-- Provided material follows --
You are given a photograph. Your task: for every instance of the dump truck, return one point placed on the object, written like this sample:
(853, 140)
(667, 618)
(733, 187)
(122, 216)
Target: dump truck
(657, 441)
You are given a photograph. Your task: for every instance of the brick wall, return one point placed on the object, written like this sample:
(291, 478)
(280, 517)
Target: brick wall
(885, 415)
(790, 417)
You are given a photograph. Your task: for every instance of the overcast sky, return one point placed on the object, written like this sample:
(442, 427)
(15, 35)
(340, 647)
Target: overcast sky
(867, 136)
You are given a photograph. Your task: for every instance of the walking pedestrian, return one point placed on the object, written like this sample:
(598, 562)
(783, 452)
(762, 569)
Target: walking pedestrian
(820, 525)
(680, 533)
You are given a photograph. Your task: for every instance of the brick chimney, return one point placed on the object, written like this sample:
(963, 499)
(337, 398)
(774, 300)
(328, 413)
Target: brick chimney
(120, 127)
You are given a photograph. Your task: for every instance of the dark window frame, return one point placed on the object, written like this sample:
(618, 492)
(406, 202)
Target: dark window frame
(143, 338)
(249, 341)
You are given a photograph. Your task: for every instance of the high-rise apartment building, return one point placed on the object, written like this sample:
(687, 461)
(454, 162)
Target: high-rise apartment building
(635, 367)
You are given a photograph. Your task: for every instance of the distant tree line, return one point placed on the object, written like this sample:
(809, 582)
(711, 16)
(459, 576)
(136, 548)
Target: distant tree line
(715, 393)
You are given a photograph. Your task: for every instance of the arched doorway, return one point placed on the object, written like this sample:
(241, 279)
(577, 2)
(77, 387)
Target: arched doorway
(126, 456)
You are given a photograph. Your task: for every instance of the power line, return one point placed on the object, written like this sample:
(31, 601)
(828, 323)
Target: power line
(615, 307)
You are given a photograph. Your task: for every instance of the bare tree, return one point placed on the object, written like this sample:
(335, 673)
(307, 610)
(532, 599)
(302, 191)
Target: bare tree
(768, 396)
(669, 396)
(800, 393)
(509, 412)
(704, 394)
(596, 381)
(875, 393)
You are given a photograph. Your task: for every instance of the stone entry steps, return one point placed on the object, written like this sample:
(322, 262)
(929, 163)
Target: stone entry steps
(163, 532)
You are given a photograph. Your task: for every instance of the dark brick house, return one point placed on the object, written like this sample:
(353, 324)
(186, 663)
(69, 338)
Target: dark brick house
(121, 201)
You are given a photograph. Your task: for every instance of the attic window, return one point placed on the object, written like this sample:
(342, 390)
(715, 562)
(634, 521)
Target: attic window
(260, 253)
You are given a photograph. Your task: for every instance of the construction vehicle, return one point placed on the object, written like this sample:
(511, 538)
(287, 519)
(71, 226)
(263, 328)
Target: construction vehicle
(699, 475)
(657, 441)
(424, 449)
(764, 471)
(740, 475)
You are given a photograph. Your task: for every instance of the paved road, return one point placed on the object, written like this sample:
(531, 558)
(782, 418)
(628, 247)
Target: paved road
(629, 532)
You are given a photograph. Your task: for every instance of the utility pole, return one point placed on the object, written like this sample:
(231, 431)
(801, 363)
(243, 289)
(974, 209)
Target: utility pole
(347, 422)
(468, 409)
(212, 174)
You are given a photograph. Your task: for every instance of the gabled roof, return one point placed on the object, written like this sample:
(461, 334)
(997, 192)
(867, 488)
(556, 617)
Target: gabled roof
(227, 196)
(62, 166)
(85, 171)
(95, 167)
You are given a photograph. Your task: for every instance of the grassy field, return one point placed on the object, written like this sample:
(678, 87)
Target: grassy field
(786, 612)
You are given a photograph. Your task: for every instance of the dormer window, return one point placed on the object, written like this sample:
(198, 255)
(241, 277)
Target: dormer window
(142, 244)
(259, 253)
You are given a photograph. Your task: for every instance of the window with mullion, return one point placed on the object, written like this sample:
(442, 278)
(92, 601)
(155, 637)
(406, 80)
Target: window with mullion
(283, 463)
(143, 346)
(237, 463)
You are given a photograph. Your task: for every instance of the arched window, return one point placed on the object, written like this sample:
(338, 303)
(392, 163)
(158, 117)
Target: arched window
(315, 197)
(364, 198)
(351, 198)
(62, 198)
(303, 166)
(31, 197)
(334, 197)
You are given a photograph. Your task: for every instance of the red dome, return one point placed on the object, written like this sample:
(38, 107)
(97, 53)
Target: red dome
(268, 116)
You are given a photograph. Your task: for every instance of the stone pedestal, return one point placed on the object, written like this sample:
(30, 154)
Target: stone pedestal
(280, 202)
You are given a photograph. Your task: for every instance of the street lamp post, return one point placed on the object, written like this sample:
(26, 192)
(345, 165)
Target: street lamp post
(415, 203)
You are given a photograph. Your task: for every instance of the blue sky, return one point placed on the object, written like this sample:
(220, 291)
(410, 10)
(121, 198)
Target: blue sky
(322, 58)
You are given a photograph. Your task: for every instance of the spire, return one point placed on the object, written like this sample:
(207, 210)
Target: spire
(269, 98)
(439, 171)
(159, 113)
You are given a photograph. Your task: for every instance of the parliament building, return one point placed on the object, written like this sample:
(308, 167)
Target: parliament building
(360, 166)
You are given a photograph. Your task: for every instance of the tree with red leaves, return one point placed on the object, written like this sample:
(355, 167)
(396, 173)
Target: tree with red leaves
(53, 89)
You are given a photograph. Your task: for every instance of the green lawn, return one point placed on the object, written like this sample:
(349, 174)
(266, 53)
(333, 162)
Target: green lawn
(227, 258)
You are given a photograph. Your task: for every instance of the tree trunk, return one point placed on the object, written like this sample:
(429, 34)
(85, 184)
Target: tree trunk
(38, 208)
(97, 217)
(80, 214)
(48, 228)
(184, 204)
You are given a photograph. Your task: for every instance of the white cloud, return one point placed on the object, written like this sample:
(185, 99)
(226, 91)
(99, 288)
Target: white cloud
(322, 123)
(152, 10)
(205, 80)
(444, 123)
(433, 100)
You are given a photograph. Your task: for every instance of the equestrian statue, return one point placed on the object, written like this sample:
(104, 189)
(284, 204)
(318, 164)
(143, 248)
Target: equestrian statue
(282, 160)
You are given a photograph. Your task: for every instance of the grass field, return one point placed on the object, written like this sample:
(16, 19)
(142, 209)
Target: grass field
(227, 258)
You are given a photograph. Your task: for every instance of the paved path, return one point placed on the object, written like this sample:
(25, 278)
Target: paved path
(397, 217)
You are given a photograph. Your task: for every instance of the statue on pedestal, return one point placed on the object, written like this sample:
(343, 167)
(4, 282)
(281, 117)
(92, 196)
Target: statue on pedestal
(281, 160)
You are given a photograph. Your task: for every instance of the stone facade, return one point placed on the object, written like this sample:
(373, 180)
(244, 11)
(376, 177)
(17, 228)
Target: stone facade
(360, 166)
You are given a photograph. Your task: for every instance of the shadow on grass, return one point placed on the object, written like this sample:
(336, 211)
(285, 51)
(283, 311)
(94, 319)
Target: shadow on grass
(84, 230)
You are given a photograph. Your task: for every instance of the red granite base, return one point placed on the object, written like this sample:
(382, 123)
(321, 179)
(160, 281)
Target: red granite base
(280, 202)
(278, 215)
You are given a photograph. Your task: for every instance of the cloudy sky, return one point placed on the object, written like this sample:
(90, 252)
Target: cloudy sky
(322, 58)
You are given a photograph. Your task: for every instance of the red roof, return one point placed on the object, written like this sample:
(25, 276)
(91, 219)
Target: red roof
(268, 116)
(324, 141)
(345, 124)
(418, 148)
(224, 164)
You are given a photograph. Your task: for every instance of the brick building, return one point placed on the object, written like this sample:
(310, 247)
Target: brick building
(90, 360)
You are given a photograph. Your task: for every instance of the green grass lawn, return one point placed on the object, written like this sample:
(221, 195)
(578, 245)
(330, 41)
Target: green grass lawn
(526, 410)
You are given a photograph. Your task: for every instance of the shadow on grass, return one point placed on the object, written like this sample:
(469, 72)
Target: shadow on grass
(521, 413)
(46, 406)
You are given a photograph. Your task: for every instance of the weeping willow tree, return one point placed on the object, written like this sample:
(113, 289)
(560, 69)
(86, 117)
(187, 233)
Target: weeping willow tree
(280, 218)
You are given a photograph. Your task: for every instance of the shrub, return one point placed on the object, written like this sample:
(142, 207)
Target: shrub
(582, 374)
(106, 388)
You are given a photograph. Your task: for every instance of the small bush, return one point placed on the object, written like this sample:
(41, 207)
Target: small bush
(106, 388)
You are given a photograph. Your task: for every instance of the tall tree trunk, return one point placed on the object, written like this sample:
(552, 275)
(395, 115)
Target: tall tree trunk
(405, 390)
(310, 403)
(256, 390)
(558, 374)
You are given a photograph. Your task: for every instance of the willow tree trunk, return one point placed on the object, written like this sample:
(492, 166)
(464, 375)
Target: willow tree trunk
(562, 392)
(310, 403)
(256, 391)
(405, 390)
-- Provided material concluded --
Write the lines out verbatim, from the one with "of the willow" through the last line of the entries, and stop there.

**Task result**
You are given a photograph. Your task: for every instance of the willow tree trunk, return one point placed on the object, written like this sample:
(492, 166)
(464, 375)
Target: willow tree trunk
(562, 392)
(310, 403)
(256, 391)
(405, 390)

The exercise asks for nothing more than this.